Document text:
Balance each redox reaction using the half-reaction method.

(a) Zn(s) + Sn2+ (aq) → Zn2+ (aq) + Sn(s)

(b) Mg(s) + Cr3+ (aq) → Mg2+ (aq) + Cr(s)

(c) Al(s) + Ag+ (aq) → Al3+ (aq) + Ag(s)

Step-by-Step Solution:

Problem 62P :

Step 1:

Here, we have to balance each redox reaction using the half-reaction method :

Half reaction is either the oxidation or the reduction reaction of a redox reaction.

Steps to balance redox reaction using the half reaction method :

First, we assign oxidation states to all atoms and then identify the substances that are being oxidized and reduced. Then we separate the overall reaction into two half-reactions - oxidation and reduction. Next, we balance each half-reaction with respect to mass in the following order : Balance all elements other than H and O.  Balance O by adding H2O. Balance H by adding H+.Next, we balance each half-reaction with respect to charge by adding electrons to the right side of the oxidation half-reaction and the left side of the reduction half-reaction, making the sum of the charges on both sides of each equation equal.Next, we equal the number of electrons in both half-reactions by multiplying one or both half-reactions by a small whole number.Then we add the two half-reactions together, canceling electrons and other species as necessary.Finally we verify that the reaction is balanced with respect to both mass and charge.

Step 2:

(a) Zn(s) + Sn2+ (aq) → Zn2+ (aq) + Sn(s) :

Step 1:

let’s assign the oxidation states and identify the substances being oxidized and reduced :

Oxidation state of Zn (s) = 0, its getting oxidized from  0 to +2.

Data block:
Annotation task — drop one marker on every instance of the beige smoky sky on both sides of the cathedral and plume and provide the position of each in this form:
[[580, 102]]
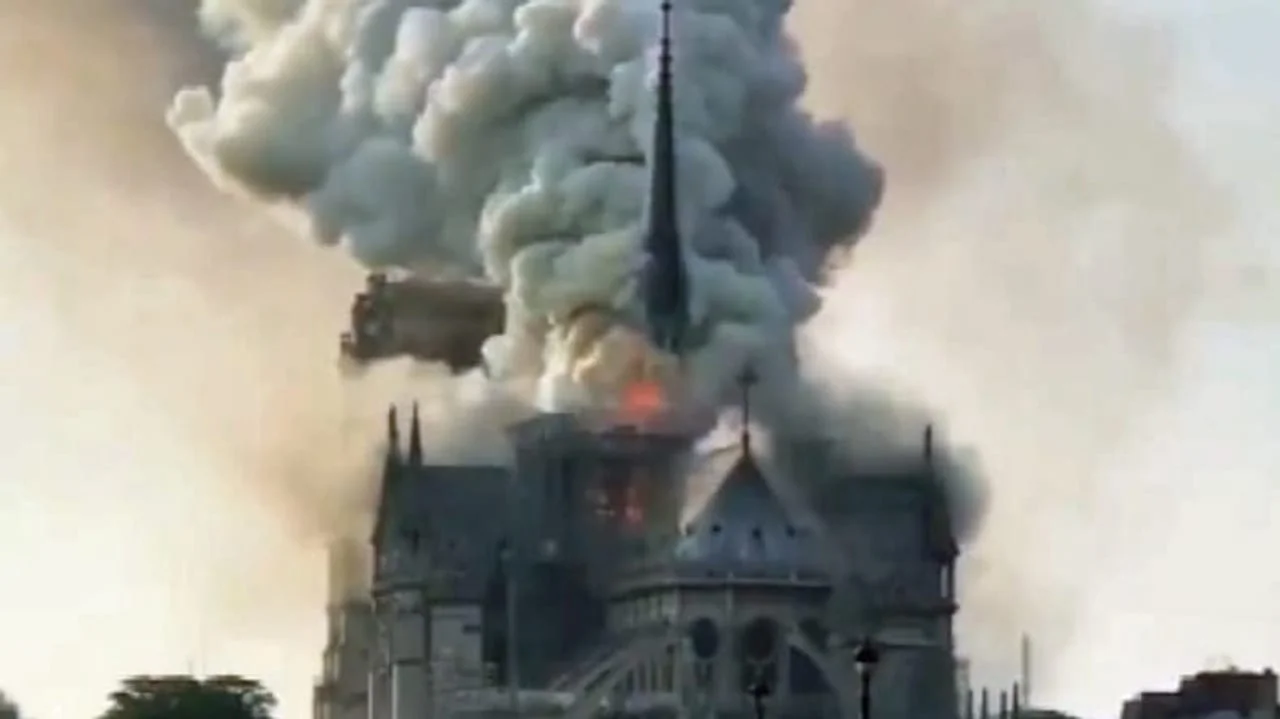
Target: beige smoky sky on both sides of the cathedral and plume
[[1043, 271]]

Questions:
- 1) Quote the half-reaction walkthrough word for word, starting at "Here, we have" and ending at "a redox reaction.".
- 2) Please continue the half-reaction walkthrough on balancing redox equations from the point where it stops.

Outputs by task:
- 1)
Here, we have to balance each redox reaction using the half-reaction method :

Half reaction is either the oxidation or the reduction reaction of a redox reaction.

- 2)
        Sn2+ is getting reduced from +2 to 0.

Step 2:

Now, let’s write the oxidation and reduction rates separately :

Zn(s) →  Zn2+(aq)

Sn2+(aq) → Sn (s)

Step 3:

All other elements except H and O are balanced in the reaction and there are no oxygen or

 hydrogen here. So we proceed to next step.  

Step 4:

Now, we balance each half reaction with respect to charge :

Zn(s) →  Zn2+(aq) + 2 e-

2e- + Sn2+(aq) → Sn (s)

Step 5:

Now, we equal the number of electrons in both half-reactions by multiplying one or both half-reactions by a small whole number. Here as we see the number of electrons in both the equations are equal and hence we proceed to next step

Step 6 :

Now, we add the two half-reactions together, canceling electrons and other species as necessary.

        Zn(s)            →  Zn2+(aq)  + 2 e-

2e- + Sn2+(aq) → Sn (s)

-------------------------------------------

        Zn(s) +  Sn2+(aq) → Zn2+(aq) + Sn (s)

Hence, the balanced redox reaction using the half-reaction method is :

 Zn(s) +  Sn2+(aq) → Zn2+(aq) + Sn (s)

(b) Mg(s) + Cr3+ (aq) → Mg2+ (aq) + Cr(s) :

Step 1:

let’s assign the oxidation states and identify the substances being oxidized and reduced :

Oxidation state of Mg (s) = 0, its getting oxidized from  0 to +2.

        Cr3+ is getting reduced from +3 to 0.

Step 2:

Now, let’s write the oxidation and reduction rates separately :

Mg(s) →  Mg2+(aq)

Cr3+(aq) → Cr (s)

Step 3:

All other elements except H and O are balanced in the reaction and there are no oxygen or

 hydrogen here. So we proceed to next step.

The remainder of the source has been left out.